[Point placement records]
====================

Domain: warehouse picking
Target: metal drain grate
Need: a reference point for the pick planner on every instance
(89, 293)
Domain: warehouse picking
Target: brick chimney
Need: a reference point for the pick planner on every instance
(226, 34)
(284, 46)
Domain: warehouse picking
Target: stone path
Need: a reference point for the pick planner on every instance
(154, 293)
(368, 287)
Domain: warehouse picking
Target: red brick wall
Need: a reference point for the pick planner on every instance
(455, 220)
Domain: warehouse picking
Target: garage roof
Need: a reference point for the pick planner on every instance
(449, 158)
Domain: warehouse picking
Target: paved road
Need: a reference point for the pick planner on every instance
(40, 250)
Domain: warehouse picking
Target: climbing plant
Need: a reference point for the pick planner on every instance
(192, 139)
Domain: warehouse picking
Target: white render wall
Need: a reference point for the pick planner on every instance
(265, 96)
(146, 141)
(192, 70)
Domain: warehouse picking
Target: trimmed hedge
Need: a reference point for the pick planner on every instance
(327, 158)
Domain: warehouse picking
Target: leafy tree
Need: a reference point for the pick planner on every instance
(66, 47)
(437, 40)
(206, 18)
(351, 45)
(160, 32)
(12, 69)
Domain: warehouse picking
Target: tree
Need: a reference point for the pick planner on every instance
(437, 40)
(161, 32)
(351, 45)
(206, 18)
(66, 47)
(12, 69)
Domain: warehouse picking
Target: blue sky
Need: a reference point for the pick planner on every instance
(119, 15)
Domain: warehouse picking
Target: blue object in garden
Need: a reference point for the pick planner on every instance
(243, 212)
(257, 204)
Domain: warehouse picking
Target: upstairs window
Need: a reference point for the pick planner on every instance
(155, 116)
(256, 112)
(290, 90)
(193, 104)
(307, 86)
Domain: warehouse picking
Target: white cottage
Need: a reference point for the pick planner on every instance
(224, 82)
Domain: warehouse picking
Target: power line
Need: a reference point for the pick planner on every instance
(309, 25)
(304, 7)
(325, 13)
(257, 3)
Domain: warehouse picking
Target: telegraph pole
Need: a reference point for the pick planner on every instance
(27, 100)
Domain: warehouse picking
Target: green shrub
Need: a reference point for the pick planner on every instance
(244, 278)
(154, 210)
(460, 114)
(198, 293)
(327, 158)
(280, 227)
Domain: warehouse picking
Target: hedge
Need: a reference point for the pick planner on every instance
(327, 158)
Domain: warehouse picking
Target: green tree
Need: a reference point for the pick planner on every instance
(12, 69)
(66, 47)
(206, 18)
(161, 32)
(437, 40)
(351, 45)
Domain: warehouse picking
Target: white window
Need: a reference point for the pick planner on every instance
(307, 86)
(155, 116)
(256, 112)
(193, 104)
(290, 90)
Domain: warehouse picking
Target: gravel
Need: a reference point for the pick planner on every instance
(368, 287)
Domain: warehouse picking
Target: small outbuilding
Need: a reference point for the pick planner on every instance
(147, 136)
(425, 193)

====================

Each record above must be given again exactly.

→ **Task solution**
Domain: warehouse picking
Target: metal drain grate
Need: a reference point for the pick planner on every instance
(89, 293)
Domain: warehouse picking
Target: brick chimney
Need: a reference point for the pick planner on every instance
(226, 34)
(284, 46)
Domain: warehouse picking
Target: stone path
Need: a reference point for the pick planner on every instance
(154, 293)
(368, 287)
Domain: warehouse picking
Target: red brick wall
Need: a reference point for the pick planner on every instance
(455, 220)
Domain: warehouse picking
Target: garage roof
Need: a reference point for the pick planner on every instance
(449, 158)
Domain: warehouse picking
Target: paved road
Need: a reference point for the pick planner on every instance
(40, 250)
Domain: warehouse picking
Target: climbing plant
Need: a reference point for the pick planner on every instance
(192, 139)
Domain: warehouse picking
Target: white render wall
Need: a reference point for the pick planner on every instance
(265, 96)
(146, 141)
(192, 70)
Domain: warehouse picking
Target: trimmed hedge
Need: a reference point for the pick planner on every instance
(327, 158)
Domain: warehouse picking
Target: leafy tree
Need: a reference point for the pick planner on every instance
(66, 47)
(437, 40)
(206, 18)
(351, 45)
(160, 32)
(12, 69)
Domain: warehouse picking
Target: tree
Need: a reference point for the pick planner on every instance
(437, 40)
(161, 32)
(351, 45)
(206, 18)
(66, 47)
(12, 69)
Domain: warehouse picking
Target: blue sky
Need: a reference point for the pick planner on every instance
(119, 15)
Domain: warehouse picking
Target: blue object in garden
Need: a reference point for the pick planner on every instance
(243, 212)
(257, 204)
Domain: warehouse picking
Target: upstairs window
Need: a reference point for the pick planner on every instance
(155, 116)
(256, 112)
(290, 90)
(193, 104)
(307, 86)
Domain: warehouse picking
Target: white cottage
Need: a reference point for the pick planner on every instance
(224, 82)
Domain: warehouse picking
Target: power line
Need: a reference point for the pick planner on every instance
(309, 25)
(304, 7)
(325, 13)
(257, 3)
Domain: warehouse picking
Target: telegraph pole
Need: a reference point for the pick planner on every instance
(27, 100)
Domain: warehouse picking
Target: green shrub
Need: a reference point for the pick planner on every instance
(244, 278)
(154, 210)
(460, 114)
(198, 293)
(327, 158)
(280, 227)
Domain: warehouse picking
Target: hedge
Need: a reference point for the pick planner on every instance
(327, 158)
Domain: warehouse picking
Target: green tree
Need: a reference point for the pick planner on every instance
(12, 69)
(66, 47)
(206, 18)
(161, 32)
(437, 40)
(351, 45)
Domain: warehouse picking
Target: white window
Need: a reference point for the pick planner on every instance
(307, 86)
(155, 116)
(256, 112)
(193, 104)
(290, 90)
Domain: warehouse picking
Target: gravel
Need: a reference point for the pick planner on every instance
(368, 287)
Domain: warehouse picking
Target: small outbuilding
Need: a reference point for the pick planner on every instance
(147, 136)
(425, 193)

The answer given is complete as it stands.